Copy the records below word for word, keeping every line in its original order.
** START RECORDS TO PROCESS **
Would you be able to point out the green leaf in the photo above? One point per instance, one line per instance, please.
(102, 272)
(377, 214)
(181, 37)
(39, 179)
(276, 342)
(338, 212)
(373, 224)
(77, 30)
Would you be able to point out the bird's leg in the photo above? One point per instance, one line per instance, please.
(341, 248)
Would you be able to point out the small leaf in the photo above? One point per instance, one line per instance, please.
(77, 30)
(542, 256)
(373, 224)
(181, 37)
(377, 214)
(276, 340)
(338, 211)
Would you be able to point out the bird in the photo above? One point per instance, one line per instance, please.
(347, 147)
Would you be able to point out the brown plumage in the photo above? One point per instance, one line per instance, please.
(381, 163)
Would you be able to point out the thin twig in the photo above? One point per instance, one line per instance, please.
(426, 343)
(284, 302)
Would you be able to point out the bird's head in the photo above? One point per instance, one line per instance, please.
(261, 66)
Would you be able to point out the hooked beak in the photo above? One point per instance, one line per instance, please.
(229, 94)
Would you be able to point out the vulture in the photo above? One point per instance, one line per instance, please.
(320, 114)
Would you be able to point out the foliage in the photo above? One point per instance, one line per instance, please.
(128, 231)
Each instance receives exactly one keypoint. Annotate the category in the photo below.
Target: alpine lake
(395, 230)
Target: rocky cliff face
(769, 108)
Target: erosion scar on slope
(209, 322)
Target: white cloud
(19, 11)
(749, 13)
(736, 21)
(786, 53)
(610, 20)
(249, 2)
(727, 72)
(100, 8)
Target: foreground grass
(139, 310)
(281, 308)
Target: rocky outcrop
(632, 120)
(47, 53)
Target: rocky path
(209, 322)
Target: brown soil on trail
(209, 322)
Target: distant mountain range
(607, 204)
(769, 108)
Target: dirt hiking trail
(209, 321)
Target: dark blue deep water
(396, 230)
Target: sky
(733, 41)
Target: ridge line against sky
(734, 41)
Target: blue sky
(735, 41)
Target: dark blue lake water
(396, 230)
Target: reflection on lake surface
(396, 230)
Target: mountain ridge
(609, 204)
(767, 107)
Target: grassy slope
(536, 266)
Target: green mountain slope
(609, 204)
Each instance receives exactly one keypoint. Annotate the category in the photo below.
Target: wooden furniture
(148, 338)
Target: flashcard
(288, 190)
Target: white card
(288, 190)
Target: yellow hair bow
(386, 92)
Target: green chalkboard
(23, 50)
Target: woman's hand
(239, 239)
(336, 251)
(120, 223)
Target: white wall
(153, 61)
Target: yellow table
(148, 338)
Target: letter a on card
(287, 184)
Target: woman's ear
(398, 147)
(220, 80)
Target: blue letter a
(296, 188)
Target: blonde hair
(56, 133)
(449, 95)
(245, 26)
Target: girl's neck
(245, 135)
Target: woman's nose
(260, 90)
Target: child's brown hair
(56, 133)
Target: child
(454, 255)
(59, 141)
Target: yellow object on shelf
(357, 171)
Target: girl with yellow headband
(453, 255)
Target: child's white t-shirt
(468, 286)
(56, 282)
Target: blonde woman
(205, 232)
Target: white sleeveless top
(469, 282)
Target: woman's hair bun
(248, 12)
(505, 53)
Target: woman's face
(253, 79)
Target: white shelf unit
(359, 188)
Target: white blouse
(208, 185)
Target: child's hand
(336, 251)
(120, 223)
** END RECORDS TO PROCESS **
OUTPUT »
Would you be able to point out the green leaf in the photo above? One point per instance, one line per instance, please.
(102, 272)
(377, 214)
(181, 37)
(39, 179)
(276, 342)
(338, 212)
(373, 224)
(77, 30)
Would you be able to point out the bird's leg in the photo above? One point per instance, one line per instance, please.
(341, 248)
Would you be able to point out the small leaf in the photo above? One point per instance, one line per instance, please.
(77, 30)
(542, 256)
(373, 224)
(181, 37)
(377, 214)
(276, 340)
(338, 211)
Would you be able to point out the bird in the photo above? One point per instance, one line per instance, please.
(347, 147)
Would you be able to point out the brown plumage in the photo above? One point per instance, one line per instance, please.
(381, 163)
Would you be able to point out the thin twig in the photo above? One point per instance, one line per instance, please.
(426, 343)
(284, 302)
Would you be able to point out the bird's head in the photo above? One point per instance, one line per instance, please.
(261, 66)
Would you be able to point out the hooked beak in the photo above? One point per instance, one line per instance, please.
(229, 94)
Would you be able to point out the vulture in the photo above? One point per instance, one line per instance, please.
(320, 114)
Would you be able to point out the foliage in the photo above? One point per instance, one line per instance, please.
(128, 231)
Each instance receives exactly one keypoint. Annotate the category in the photo below.
Target: alpine lake
(395, 230)
Target: rocky cliff face
(769, 108)
Target: erosion scar on slope
(209, 322)
Target: white cloud
(19, 11)
(749, 13)
(736, 21)
(786, 53)
(610, 20)
(249, 2)
(727, 72)
(100, 8)
Target: foreground grass
(139, 310)
(281, 308)
Target: rocky outcrop
(632, 120)
(47, 53)
Target: rocky path
(209, 322)
Target: brown soil on trail
(209, 322)
Target: distant mountain range
(607, 204)
(769, 108)
Target: dirt hiking trail
(209, 321)
Target: dark blue deep water
(396, 230)
Target: sky
(733, 41)
Target: ridge line against sky
(734, 41)
Target: blue sky
(735, 41)
Target: dark blue lake water
(396, 230)
Target: reflection on lake surface
(396, 230)
Target: mountain ridge
(609, 204)
(767, 107)
Target: grassy slope
(536, 266)
Target: green mountain slope
(609, 204)
Each instance receives exactly one keypoint. Annotate the category in the photo below.
Target: wooden furniture
(148, 338)
Target: flashcard
(288, 190)
Target: white card
(288, 190)
Target: yellow hair bow
(386, 92)
Target: green chalkboard
(23, 50)
Target: woman's hand
(239, 239)
(336, 251)
(120, 223)
Target: white wall
(153, 61)
Target: yellow table
(148, 338)
Target: letter a on card
(287, 184)
Target: woman's ear
(398, 147)
(220, 80)
Target: blue letter a
(296, 188)
Target: blonde hair
(56, 133)
(449, 95)
(245, 26)
Target: girl's neck
(245, 135)
Target: woman's nose
(260, 90)
Target: child's brown hair
(56, 133)
Target: child
(454, 255)
(59, 141)
Target: yellow object on shelf
(357, 171)
Target: girl with yellow headband
(453, 255)
Target: child's white t-shirt
(468, 286)
(56, 282)
Target: blonde woman
(205, 232)
Target: white sleeveless top
(469, 282)
Target: woman's hair bun
(248, 12)
(505, 53)
Target: woman's face
(253, 79)
Target: white shelf unit
(359, 188)
Target: white blouse
(208, 185)
Target: child's hand
(336, 251)
(120, 223)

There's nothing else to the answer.